Render every line of the records below as a Markdown table with the columns "Row" and "Line", numbering the rows and skipping blank lines. Leave the pictures out.
····················
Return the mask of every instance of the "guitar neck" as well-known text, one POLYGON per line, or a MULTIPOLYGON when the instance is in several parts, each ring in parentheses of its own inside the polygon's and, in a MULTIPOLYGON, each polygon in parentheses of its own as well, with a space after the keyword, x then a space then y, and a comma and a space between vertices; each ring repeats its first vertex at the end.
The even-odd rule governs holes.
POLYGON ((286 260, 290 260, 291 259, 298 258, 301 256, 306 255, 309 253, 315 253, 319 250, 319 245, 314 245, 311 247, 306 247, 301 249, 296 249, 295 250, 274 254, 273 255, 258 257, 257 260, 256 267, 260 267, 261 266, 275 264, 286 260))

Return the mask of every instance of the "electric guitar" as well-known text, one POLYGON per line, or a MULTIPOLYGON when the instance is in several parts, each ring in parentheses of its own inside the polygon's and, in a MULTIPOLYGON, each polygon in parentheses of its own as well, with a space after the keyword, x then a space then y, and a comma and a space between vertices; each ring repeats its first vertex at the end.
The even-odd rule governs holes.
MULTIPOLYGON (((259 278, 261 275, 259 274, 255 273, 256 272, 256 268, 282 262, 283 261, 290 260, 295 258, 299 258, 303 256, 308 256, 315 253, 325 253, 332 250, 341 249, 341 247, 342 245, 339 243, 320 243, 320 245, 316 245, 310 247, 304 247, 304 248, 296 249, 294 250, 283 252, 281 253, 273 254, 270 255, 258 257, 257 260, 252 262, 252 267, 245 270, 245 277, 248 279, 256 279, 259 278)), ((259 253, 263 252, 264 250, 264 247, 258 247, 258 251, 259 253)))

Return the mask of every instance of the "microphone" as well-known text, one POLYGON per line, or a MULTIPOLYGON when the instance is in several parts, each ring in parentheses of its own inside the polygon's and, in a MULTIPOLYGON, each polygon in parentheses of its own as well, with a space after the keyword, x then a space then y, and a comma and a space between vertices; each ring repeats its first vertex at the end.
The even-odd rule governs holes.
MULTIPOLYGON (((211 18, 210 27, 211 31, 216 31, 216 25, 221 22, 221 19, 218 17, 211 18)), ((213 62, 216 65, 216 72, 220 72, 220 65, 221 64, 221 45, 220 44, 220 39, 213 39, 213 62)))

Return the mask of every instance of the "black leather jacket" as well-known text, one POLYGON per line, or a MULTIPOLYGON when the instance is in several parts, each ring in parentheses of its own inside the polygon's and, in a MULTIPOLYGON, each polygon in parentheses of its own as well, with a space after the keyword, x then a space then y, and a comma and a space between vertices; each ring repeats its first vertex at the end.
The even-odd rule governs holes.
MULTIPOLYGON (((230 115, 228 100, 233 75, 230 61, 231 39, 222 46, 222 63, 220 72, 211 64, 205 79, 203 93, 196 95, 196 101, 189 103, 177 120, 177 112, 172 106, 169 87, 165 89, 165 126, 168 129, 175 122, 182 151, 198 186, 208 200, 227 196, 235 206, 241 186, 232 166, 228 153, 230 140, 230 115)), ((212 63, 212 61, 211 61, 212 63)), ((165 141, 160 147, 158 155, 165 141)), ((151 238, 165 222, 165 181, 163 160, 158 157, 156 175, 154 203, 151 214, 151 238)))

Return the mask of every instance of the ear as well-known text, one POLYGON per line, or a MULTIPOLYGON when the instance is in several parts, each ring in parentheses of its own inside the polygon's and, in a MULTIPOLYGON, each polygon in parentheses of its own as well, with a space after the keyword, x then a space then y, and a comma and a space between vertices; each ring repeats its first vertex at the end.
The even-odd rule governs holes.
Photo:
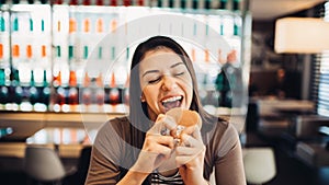
POLYGON ((140 95, 140 102, 143 102, 143 103, 146 102, 144 93, 141 93, 141 95, 140 95))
····················
FINISHED EXERCISE —
| Row | Line |
|---|---|
| 1 | Return the mask of every instance of the "guitar neck" as well-known text, one POLYGON per line, or a MULTIPOLYGON when the instance is in several parts, each ring in parentheses of its own inside the polygon's and, in a MULTIPOLYGON, each polygon in parentheses of its own as well, with a space after the keyword, x then a space then y, and a comma and a space between vertices; each ring repeats its first vertex at the end. |
| 2 | The even-odd rule governs holes. |
| 3 | POLYGON ((286 260, 290 260, 291 259, 298 258, 301 256, 306 255, 309 253, 315 253, 319 250, 319 245, 314 245, 311 247, 306 247, 301 249, 296 249, 295 250, 274 254, 273 255, 258 257, 257 260, 256 267, 260 267, 261 266, 275 264, 286 260)) |
| 4 | Return the mask of every instance of the "electric guitar" as well-known text, one POLYGON per line, or a MULTIPOLYGON when the instance is in several parts, each ring in parentheses of its own inside the polygon's and, in a MULTIPOLYGON, each polygon in parentheses of its own as well, with a space after the keyword, x then a space then y, and a comma and a space between vertices; each ring repeats its first vertex at the end. |
| 5 | The even-odd rule governs holes. |
| 6 | MULTIPOLYGON (((259 278, 261 275, 259 274, 255 273, 256 272, 256 268, 282 262, 283 261, 290 260, 295 258, 299 258, 303 256, 308 256, 315 253, 325 253, 332 250, 341 249, 341 247, 342 245, 339 243, 320 243, 320 245, 316 245, 310 247, 304 247, 304 248, 296 249, 294 250, 283 252, 281 253, 273 254, 270 255, 258 257, 257 260, 252 262, 252 267, 245 270, 245 277, 248 279, 256 279, 259 278)), ((259 253, 263 252, 264 250, 264 247, 258 247, 258 251, 259 253))) |
| 7 | Return the mask of every instance of the "microphone" as well-known text, one POLYGON per line, or a MULTIPOLYGON when the instance is in several parts, each ring in parentheses of its own inside the polygon's and, in a MULTIPOLYGON, each polygon in parentheses of its own as well, with a space after the keyword, x then a space then y, and a comma and a space between vertices; each ring repeats its first vertex at the end. |
| 8 | The even-odd rule governs holes. |
| 9 | MULTIPOLYGON (((211 18, 210 27, 211 31, 216 31, 216 25, 221 22, 221 19, 218 17, 211 18)), ((213 62, 216 65, 216 72, 220 72, 220 65, 221 64, 221 45, 220 44, 220 39, 213 39, 213 62))) |
| 10 | Return the mask of every instance of the "black leather jacket" as well-known text, one POLYGON per line, or a MULTIPOLYGON when the instance is in several parts, each ring in parentheses of its own inside the polygon's and, in a MULTIPOLYGON, each polygon in parentheses of its own as well, with a space after the keyword, x then a space then y, and a comma and a space between vertices; each ring repeats its first vertex at the end. |
| 11 | The even-odd rule governs holes. |
| 12 | MULTIPOLYGON (((230 115, 228 100, 233 75, 230 61, 231 39, 222 46, 222 63, 220 72, 211 64, 205 79, 203 93, 196 95, 196 101, 189 103, 177 120, 177 112, 172 106, 169 87, 165 89, 165 126, 168 129, 175 122, 182 151, 198 186, 208 200, 227 196, 235 206, 241 186, 232 166, 228 153, 230 140, 230 115)), ((212 63, 212 61, 211 61, 212 63)), ((165 141, 160 147, 158 155, 165 141)), ((151 238, 165 222, 165 181, 163 160, 158 157, 156 175, 154 203, 151 214, 151 238))) |
| 13 | Return the mask of every instance of the ear as well-known text, one POLYGON per line, or a MULTIPOLYGON when the instance is in several parts, each ring in parentheses of its own inside the polygon's and, in a MULTIPOLYGON, each polygon in parentheses of its own as well, with a space after the keyword, x then a space then y, and a comma and a space between vertices; each ring repeats its first vertex at the end. |
| 14 | The even-odd rule governs holes. |
| 15 | Photo: |
| 16 | POLYGON ((140 95, 140 102, 143 102, 143 103, 146 102, 144 93, 141 93, 141 95, 140 95)) |